= YOUR TASKS =
1 – For the dictionary entry for crystal, decide whether each statement agrees with it: (a) the English spelling shifted to crystal between the 15th and 17th centuries, (b) the sense "Ice, clear ice" is still in use, (c) Iceland crystal is an old name for Iceland spar. Answer yes or no for each, and quote the words of the entry that settle it.
2 – Give every date attached to a quotation under sense 1 ("Ice, clear ice") of the dictionary entry for crystal, with any letter that comes before it.
3 – Continue the dictionary entry for crystal from the point where it ends.

= GIVEN PASSAGE =

-=-=-

▪ I. crystal, n. and a.
(ˈkrɪstəl)
Forms: α. [1 cristalla], 3–7 cristal(l, (4 crestal, -el, kristall, cristale, -talle); β. 5 crystalle, 5–7 crystall, 7– crystal; γ. 6–7 christal(l, 7 chrystall, 7–9 chrystal.
[a. OF. cristal (11th c. in Littré) = Pr. and Sp. cristal, It. cristallo, ad. L. crystallum, ad. Gr. κρύσταλλος clear ice, (rock-)crystal, deriv. of κρυσταίν-ειν to freeze, congeal with frost, κρύος frost. Between the 15th and the 17th c. the Eng. spelling was gradually changed after L. to crystal (against the practice of the Romanic langs.), and in the 16th c. an erroneous spelling with chr- (app. after chrysolite, etc.) became frequent.]
A. n.
† 1. Ice, clear ice. Obs. (chiefly a literalism of translation from the Vulgate).
c 1000 Ags. Ps. cxlvii. 6 He his cristallum cynnum sendeð. a 1340 Hampole Psalter cxlvii. 6 He sendis his kristall as morcels. 1382 Wyclif Ecclus. xliii. 22 The cristal freesede fro the watyr. c 1400 Mandeville (Roxb.) xvii. 79 Þe water congelez in to cristall. 1535 Coverdale Ecclus. xliii. 20 Whan the colde northwynde bloweth, harde Christall commeth of the water. |
2. a. A mineral, clear and transparent like ice;
esp. a form of pure quartz having these qualities. Now more particularly distinguished from other senses as
rock-crystal, formerly also
crystal of the mountains.
Iceland crystal: old name of Iceland spar.
(By the ancients and in the Middle Ages (rock-)crystal was supposed to be congealed water or ice ‘petrified’ by some long-continued natural process. There was thus no transfer of sense in applying to it the same name as to clear ice, of which it was viewed as merely another state.)
c 1000 ælfric Num. xi. 7 Swilce coryandran sæd, hwites bleos swa cristalla [Vulg. coloris bdellii]. c 1290 S. Eng. Leg. 228/318 Weued and chaliz and Cruettes þoruȝ-out cler cristal. 1398 Trevisa Barth. De P.R. xvi. xxx. (1495) 562 Crystall is a bryght stone and clere wyth watry colour. Men trowe that snowe or yse is made hard in space of many yeres; therfore the Grekys yaue this name therto. c 1440 Promp. Parv. 103 Crystalle, stone, cristallus. 1567 J. Maplet Gr. Forest 5 b, The Cristall is one of those stones that shyneth in euerie part, and is in colour watrie. Isidore saith, that it is nothing else then a congeled Ise by continuance frosen whole yeares. 1611 Bible Rev. iv. 6 A sea of glasse like vnto Chrystall. 1647 Cowley Mistress, Coldness iii, Though Heat dissolve the Ice again, The Chrystal solid does remain. 1750 tr. Leonardus' Mirr. Stones 84 Crystal, is a Stone like Ice, both in Colour and Transparency, with a pretty good Hardness. 1861 C. W. King Ant. Gems (1866) 93 Crystal is found in very large masses; the largest known to the Romans weighed 50 pounds. 1874 Boutell Arms & Arm. vi. 85 Of iron, or of bone, stone, crystal, or some other hard substance. |
b. The standard type of clearness or transparency, in the phrase ‘as clear as crystal’ (
clear a. 3).

-=-=-

Recorded data
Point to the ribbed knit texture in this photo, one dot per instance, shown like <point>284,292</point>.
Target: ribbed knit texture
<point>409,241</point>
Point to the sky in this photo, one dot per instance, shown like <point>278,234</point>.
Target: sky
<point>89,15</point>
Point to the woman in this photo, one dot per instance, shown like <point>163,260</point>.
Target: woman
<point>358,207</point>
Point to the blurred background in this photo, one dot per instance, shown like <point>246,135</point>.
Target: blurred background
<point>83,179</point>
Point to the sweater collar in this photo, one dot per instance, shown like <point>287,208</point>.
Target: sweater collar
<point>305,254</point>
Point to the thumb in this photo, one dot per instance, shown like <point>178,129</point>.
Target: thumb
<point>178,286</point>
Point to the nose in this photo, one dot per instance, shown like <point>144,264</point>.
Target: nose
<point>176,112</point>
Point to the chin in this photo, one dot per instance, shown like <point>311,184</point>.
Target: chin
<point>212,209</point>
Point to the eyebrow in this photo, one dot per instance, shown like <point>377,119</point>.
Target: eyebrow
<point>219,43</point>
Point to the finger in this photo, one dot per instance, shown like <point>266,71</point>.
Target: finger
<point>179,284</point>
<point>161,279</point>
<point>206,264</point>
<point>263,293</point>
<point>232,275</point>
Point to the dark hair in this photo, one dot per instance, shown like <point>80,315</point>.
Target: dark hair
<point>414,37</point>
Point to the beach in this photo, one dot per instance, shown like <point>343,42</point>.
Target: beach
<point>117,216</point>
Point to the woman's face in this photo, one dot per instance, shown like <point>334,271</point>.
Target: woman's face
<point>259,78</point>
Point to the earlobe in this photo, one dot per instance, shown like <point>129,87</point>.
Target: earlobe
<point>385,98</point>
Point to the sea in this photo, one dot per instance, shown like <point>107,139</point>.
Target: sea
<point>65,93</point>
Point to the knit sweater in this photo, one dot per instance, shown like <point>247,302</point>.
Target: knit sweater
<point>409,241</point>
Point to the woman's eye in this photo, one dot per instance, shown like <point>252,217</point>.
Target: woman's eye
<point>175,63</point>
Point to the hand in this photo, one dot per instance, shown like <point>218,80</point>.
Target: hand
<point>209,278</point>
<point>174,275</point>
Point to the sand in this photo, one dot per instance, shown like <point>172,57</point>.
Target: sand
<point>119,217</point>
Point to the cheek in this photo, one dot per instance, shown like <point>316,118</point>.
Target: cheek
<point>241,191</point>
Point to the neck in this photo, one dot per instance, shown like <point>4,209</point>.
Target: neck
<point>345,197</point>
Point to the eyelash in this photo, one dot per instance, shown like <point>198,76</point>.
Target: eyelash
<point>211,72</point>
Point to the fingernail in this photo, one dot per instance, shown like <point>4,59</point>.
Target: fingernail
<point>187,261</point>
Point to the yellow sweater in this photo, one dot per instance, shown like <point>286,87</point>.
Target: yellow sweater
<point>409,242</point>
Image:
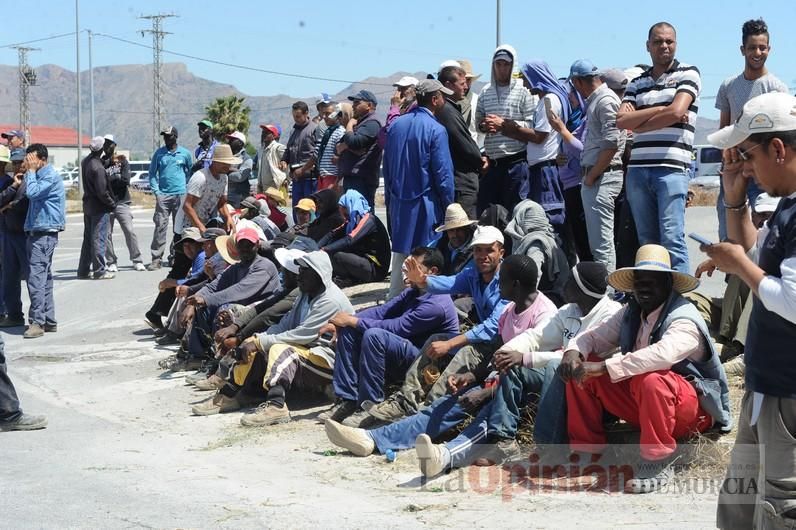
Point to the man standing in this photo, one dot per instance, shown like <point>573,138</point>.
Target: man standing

-=-=-

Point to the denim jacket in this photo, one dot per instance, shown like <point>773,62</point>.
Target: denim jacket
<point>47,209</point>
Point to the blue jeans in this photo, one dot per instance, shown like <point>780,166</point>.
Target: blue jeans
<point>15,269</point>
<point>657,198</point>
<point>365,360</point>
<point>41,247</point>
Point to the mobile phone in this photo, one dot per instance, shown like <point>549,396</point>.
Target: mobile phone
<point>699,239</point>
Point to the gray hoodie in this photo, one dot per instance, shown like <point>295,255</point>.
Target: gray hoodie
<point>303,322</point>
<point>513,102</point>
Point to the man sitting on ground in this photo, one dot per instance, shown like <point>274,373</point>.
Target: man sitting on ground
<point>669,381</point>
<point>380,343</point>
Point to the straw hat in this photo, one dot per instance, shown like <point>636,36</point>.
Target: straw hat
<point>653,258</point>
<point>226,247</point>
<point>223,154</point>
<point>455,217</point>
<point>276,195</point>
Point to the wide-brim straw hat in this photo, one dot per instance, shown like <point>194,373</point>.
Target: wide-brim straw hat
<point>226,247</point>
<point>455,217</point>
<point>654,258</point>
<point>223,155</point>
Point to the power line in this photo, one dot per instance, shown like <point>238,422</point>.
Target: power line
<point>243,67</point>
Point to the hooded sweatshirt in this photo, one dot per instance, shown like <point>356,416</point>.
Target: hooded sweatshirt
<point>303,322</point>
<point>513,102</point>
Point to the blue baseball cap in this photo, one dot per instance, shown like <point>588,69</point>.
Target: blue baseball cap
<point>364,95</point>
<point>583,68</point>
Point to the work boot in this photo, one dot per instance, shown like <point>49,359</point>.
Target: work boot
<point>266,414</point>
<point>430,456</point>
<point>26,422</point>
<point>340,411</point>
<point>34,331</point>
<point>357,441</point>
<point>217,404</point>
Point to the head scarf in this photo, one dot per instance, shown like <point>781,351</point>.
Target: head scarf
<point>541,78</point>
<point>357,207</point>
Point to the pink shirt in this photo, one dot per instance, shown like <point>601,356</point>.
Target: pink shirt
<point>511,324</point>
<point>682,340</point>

-=-=-

= EXPECTED ANSWERS =
1 –
(a) Yes: "Between the 15th and the 17th c. the Eng. spelling was gradually changed after L. to crystal"
(b) No: "Obs."
(c) Yes: "Iceland crystal: old name of Iceland spar."

2 – c 1000, a 1340, 1382, c 1400, 1535

3 –
a 1300 Cursor M. 376 (Fairf.) Water clere als cristale. c 1440 York Myst. xxxii. 24 My coloure as cristall is clere. 1647 Cowley Mistress, My Heart Discov., Clear as fair Crystal to the View. |
3. Poetically applied to pure limpid water, or other clear transparent substance.
1594 Barnfield Aff. Sheph. i. xxii, Within the Christall of a Pearle-bright brooke. 1643 Denham Cooper's H. 322 Proud of his wound to it resigns his blood And stains the crystal with a purple flood. 1767 Sir W. Jones Seven Fount. Poems (1777) 43 Birds that..from the brink the liquid crystal sip. 1885 Mrs. H. Ward tr. Amiel's Jrnl. 255 The glacier throws off the stones and fragments fallen into its crevasses that it may remain pure crystal. |
4. a. (with
a and
pl.) A piece of rock-crystal or similar mineral;
esp. one used in magic
art.1393 Gower Conf. III. 112 A cristall is that one, Which that corone is set upon. c 1475 Rauf Coilȝear 474 Blandit with Beriallis and Cristallis cleir. 1597 Jas. I. Demonol. (in Brand Pop. Ant. III. 108) The Seer looks into a Chrystal or Berryl, wherein he will see the answer, represented either by Types or Figures. 1669 Phil. Trans. IV. 983 At the foot of these mountains are with great labour digg'd out Chrystals. 1769 Sir W. Jones Pal. Fortune Poems (1777) 16 She..in th' enchanted crystal sees A bower o'er-canopied with tufted trees. 1816 Scott Antiq. xxiii, You have used neither..crystal, pentacle, magic-mirror, nor geomantic figure. 1882 Stevenson New Arab. Nts. (1884) 110 The gardener..hastily drew together the..jewels..The touch of these costly crystals sent a shiver..through the man's frame. |
b. fig. Applied to the eyes.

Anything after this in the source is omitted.